→ **Instruction**
Return every line of the listing below that contains the word "person".
START
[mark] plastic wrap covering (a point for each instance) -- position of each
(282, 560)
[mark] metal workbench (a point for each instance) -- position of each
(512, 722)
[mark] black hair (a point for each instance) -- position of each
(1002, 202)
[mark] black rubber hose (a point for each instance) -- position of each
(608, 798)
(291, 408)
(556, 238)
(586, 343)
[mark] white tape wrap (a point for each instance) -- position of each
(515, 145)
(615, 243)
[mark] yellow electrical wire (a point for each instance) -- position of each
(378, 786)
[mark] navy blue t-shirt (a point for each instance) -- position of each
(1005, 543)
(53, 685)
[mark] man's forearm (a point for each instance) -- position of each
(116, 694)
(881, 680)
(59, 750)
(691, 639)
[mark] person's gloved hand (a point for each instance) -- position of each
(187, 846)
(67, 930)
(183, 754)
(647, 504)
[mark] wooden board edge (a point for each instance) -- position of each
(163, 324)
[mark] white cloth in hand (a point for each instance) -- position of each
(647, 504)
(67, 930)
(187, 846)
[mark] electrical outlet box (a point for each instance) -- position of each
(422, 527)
END
START
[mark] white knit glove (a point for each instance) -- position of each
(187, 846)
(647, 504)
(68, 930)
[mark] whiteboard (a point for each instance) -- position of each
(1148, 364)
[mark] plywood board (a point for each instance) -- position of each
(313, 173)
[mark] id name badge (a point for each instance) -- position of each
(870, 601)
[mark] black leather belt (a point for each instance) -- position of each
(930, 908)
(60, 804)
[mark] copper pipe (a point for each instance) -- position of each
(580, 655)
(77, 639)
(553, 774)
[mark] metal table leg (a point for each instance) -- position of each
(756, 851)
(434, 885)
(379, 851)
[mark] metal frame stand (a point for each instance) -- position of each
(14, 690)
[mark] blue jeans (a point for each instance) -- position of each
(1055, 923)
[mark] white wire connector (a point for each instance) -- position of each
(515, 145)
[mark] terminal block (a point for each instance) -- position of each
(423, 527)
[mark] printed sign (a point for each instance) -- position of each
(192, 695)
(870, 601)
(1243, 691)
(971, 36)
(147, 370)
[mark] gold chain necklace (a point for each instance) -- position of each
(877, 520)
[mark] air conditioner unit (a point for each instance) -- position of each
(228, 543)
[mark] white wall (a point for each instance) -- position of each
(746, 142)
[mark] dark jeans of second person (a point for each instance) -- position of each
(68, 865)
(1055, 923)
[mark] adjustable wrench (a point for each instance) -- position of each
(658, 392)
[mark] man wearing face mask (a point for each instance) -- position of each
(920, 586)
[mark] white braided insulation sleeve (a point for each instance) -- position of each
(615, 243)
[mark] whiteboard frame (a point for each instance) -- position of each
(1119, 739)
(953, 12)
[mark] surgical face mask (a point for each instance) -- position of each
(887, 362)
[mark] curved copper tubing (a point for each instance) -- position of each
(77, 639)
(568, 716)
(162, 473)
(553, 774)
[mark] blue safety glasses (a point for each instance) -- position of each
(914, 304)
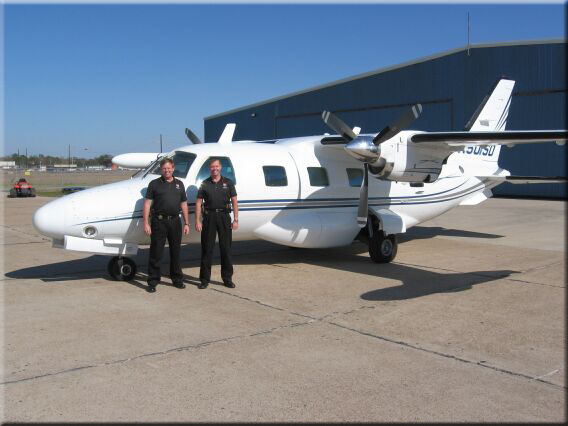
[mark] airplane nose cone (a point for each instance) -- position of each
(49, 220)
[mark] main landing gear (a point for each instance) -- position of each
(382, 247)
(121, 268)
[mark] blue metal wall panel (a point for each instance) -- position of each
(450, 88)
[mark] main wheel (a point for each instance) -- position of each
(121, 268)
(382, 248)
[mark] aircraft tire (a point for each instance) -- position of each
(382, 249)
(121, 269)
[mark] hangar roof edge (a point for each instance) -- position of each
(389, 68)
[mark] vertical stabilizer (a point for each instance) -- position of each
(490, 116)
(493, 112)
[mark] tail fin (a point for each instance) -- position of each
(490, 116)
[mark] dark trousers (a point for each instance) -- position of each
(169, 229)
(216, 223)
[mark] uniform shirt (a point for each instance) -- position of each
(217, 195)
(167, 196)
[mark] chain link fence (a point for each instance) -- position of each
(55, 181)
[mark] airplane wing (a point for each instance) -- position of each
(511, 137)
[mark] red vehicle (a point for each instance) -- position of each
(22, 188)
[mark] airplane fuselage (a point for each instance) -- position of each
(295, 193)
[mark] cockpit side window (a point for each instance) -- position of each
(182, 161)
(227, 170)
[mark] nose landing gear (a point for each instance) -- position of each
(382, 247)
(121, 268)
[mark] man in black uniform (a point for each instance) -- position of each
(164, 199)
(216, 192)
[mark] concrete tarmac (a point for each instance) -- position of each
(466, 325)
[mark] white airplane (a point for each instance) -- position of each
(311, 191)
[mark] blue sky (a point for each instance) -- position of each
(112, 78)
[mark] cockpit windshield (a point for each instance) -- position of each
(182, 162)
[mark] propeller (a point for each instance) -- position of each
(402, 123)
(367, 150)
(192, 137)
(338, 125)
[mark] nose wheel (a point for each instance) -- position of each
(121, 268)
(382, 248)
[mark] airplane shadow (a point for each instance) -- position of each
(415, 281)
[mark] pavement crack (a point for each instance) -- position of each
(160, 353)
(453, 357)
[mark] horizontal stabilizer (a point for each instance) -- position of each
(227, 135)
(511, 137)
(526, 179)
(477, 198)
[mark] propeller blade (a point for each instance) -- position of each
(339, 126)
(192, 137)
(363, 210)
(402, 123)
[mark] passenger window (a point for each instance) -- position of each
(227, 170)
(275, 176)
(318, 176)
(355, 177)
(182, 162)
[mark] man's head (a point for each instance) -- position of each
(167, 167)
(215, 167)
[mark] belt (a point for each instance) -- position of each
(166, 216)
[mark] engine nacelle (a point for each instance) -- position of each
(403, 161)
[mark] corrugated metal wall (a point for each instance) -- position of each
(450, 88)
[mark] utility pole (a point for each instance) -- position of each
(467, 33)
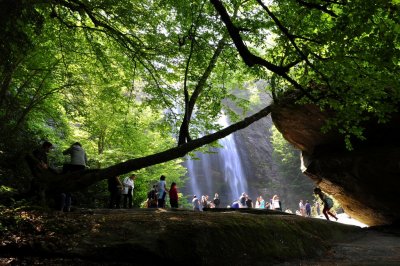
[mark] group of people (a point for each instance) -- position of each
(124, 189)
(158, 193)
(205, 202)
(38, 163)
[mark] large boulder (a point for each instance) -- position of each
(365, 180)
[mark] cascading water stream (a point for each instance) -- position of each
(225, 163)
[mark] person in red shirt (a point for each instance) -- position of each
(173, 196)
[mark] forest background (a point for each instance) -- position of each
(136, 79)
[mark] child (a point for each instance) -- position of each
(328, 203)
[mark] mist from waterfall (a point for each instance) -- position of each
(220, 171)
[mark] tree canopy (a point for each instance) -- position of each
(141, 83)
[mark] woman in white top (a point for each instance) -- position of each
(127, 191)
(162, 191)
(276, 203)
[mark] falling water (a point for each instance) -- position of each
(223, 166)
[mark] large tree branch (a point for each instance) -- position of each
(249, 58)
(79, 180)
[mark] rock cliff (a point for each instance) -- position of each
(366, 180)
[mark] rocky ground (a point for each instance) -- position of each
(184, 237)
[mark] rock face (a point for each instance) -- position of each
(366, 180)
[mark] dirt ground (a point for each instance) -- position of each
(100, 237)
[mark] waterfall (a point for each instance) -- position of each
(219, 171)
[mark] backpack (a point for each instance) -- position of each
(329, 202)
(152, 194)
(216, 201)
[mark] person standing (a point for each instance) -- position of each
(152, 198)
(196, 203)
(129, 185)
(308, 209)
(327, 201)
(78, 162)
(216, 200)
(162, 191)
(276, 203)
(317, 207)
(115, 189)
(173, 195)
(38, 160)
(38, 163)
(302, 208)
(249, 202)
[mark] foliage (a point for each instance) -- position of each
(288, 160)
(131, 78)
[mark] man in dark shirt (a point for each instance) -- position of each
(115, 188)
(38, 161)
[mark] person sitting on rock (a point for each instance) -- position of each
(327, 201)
END
→ **Exercise response**
[mark] person's gloved hand (a point for each instance) -- position of each
[mark] dark jeans of second person (a point for each instance) -- position of each
[mark] person in red shirt (a point for each instance) -- position of each
[mark] person standing (a point for each instance) -- position of each
[mark] person sitting on rock (a point for each instance) -- position of each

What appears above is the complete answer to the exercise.